→ **About this exercise**: Copy the lines exactly. Begin at the first line of the data and stop after the line with "negative clicks: (247, 390) (415, 458)".

(Stored data)
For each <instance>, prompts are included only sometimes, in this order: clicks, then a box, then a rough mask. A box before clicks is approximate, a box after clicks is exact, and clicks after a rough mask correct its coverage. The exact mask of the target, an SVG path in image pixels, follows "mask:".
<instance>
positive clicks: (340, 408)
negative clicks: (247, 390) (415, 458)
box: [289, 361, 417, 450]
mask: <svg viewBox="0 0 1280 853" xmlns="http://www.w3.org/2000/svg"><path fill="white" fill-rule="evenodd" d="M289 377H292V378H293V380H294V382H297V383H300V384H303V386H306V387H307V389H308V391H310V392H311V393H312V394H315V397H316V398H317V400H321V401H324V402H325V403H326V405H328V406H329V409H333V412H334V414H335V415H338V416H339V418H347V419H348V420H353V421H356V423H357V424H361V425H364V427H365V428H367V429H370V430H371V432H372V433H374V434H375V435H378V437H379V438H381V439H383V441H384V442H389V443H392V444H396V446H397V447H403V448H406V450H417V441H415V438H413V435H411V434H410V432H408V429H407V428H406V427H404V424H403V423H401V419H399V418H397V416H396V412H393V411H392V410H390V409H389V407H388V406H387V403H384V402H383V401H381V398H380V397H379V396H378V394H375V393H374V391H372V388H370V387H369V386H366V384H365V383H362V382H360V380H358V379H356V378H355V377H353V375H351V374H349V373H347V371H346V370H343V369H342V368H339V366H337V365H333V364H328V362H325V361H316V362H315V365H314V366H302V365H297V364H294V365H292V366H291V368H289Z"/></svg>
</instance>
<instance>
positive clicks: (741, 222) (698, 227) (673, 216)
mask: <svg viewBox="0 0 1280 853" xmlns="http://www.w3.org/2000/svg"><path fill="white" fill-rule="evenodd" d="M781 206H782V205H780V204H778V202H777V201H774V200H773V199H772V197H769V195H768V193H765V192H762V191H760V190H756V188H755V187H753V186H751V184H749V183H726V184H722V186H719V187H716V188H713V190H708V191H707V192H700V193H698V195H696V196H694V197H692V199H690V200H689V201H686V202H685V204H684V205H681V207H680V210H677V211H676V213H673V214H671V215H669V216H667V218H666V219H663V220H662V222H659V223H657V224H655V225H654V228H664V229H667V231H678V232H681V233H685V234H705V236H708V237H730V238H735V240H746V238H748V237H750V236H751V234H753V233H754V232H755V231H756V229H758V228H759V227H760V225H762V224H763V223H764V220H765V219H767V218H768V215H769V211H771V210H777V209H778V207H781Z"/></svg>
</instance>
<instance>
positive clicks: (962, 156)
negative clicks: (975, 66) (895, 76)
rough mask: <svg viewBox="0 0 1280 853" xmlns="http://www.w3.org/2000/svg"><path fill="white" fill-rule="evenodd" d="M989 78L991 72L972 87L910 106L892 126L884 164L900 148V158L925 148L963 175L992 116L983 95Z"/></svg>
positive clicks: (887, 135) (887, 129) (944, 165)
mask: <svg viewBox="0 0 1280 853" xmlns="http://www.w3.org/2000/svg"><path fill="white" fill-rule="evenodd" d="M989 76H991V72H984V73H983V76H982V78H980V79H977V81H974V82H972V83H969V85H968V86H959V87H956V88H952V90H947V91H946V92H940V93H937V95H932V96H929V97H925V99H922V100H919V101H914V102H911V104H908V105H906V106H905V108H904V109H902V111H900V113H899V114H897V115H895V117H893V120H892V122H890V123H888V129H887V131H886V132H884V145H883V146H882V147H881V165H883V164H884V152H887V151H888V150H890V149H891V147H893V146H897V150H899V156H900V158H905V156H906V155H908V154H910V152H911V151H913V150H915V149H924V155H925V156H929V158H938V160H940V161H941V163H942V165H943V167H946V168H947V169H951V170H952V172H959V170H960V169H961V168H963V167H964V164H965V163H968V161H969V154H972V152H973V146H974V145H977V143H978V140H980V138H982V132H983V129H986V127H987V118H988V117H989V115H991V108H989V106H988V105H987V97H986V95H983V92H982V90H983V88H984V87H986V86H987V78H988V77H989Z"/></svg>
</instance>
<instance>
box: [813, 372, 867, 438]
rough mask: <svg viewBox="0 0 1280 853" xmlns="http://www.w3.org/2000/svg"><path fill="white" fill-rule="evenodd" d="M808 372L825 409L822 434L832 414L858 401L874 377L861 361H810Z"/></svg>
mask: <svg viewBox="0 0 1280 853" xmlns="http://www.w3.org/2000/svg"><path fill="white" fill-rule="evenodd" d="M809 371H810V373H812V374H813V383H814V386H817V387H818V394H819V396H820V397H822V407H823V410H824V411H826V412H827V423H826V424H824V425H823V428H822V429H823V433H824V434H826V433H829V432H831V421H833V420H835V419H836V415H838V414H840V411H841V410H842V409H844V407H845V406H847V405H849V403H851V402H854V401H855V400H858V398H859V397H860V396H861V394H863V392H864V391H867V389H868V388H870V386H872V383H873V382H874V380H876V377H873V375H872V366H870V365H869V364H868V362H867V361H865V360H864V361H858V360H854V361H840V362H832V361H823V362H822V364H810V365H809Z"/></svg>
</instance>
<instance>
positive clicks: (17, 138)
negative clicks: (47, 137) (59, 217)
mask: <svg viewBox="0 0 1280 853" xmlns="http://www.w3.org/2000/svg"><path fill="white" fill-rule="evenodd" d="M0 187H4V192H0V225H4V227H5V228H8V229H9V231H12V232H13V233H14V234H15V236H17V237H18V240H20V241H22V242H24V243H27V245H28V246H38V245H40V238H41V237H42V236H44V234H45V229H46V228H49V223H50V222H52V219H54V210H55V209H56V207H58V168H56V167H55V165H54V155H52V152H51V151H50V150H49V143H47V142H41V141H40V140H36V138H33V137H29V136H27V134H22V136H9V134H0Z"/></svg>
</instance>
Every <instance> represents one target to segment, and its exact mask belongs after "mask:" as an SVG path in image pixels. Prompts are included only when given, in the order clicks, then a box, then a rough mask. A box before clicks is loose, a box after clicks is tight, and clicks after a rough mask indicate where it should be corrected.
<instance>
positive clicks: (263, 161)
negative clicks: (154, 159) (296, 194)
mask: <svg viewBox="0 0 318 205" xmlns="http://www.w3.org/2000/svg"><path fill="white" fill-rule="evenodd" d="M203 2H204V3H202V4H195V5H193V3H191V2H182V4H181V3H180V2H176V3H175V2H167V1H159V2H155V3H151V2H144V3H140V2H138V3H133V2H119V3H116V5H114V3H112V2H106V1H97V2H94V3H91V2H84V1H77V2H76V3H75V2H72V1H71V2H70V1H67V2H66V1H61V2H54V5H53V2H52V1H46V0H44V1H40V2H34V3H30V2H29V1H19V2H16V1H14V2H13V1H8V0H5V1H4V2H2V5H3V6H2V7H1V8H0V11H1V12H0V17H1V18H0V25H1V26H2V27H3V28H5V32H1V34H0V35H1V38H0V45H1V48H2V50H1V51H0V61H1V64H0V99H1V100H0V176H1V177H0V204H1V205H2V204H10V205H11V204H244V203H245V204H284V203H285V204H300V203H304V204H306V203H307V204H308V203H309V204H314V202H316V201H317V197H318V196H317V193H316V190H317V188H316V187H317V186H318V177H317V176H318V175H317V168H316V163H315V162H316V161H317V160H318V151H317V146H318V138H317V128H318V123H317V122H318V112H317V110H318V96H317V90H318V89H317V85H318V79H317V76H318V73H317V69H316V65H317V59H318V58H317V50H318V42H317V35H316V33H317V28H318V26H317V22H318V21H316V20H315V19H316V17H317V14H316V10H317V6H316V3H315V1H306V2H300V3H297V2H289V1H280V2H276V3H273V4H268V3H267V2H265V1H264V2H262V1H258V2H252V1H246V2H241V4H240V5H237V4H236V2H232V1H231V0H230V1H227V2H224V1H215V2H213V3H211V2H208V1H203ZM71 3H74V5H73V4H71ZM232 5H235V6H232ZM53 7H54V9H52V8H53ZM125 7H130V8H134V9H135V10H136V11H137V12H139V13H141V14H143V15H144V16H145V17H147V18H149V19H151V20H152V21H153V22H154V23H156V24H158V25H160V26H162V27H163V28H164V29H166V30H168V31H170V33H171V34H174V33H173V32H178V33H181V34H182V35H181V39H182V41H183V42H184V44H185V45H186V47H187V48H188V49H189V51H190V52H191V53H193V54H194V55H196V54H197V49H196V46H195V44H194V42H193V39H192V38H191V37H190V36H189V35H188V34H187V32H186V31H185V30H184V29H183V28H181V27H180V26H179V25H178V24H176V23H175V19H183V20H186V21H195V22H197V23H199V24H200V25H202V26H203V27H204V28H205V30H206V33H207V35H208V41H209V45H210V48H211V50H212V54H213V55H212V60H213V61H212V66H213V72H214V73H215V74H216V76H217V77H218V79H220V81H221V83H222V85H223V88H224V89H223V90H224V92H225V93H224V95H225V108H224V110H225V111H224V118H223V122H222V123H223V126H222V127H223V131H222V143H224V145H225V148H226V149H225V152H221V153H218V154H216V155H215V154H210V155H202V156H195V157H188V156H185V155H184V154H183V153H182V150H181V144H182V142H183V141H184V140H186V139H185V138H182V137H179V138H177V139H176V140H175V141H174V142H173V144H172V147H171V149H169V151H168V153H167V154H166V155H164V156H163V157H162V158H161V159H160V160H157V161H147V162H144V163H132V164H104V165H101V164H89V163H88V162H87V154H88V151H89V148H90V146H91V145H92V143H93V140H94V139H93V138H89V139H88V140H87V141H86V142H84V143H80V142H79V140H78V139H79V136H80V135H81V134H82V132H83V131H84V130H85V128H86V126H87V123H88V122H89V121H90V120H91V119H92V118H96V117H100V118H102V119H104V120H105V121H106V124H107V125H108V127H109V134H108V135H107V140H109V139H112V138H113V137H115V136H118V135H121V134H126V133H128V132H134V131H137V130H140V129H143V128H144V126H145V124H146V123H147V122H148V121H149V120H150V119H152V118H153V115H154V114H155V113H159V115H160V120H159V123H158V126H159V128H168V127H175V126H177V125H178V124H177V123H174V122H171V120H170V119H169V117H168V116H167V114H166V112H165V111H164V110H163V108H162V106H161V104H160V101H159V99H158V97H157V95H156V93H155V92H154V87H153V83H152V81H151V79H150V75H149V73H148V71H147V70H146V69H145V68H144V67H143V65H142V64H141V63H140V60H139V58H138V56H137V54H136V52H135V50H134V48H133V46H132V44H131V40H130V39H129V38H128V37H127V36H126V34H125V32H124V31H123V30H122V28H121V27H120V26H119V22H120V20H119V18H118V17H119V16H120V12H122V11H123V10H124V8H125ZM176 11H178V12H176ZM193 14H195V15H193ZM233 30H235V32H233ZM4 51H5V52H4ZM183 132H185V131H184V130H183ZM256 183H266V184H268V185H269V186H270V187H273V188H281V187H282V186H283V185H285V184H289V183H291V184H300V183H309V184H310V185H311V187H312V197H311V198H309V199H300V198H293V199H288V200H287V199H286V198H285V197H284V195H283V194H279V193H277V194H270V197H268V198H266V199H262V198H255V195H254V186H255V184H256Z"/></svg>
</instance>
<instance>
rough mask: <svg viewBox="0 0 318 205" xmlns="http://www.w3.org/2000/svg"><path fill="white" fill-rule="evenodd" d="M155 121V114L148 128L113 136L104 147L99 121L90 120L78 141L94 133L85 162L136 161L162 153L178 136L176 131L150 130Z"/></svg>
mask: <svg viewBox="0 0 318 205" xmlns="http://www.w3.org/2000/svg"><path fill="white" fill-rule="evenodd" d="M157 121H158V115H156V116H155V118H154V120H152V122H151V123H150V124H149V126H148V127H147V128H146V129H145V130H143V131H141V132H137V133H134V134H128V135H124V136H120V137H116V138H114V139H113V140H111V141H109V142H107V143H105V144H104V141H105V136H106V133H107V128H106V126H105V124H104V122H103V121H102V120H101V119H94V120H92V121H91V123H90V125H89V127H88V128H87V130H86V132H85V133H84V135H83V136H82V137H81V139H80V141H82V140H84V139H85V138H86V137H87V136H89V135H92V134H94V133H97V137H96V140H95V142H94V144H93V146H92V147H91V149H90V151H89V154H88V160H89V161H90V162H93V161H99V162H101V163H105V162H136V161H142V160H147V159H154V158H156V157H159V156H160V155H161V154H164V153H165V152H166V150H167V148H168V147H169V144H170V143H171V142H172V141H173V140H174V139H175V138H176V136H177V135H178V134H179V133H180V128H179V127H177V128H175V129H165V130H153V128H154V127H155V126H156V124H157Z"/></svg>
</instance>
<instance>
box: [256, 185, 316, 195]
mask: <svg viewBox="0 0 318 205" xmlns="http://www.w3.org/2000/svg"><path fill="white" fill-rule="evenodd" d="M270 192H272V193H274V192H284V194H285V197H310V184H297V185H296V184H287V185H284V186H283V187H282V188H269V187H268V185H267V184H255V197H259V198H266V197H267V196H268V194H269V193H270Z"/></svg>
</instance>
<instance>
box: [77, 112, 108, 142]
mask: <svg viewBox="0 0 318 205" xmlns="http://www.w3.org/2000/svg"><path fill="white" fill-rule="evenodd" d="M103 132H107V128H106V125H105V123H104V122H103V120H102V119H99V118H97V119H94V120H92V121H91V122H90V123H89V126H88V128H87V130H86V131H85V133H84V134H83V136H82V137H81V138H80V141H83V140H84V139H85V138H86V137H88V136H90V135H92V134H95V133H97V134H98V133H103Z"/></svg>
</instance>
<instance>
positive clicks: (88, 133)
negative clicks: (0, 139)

→ **Your response**:
For each <instance>, prompts are included only sometimes, in this order: clicks, then a box, then a rough mask. A box before clicks is approximate, a box after clicks is exact, and clicks after a rough mask correct its coverage. The exact mask of the target, an SVG path in image pixels, follows "mask:".
<instance>
positive clicks: (340, 408)
negative clicks: (247, 390) (415, 458)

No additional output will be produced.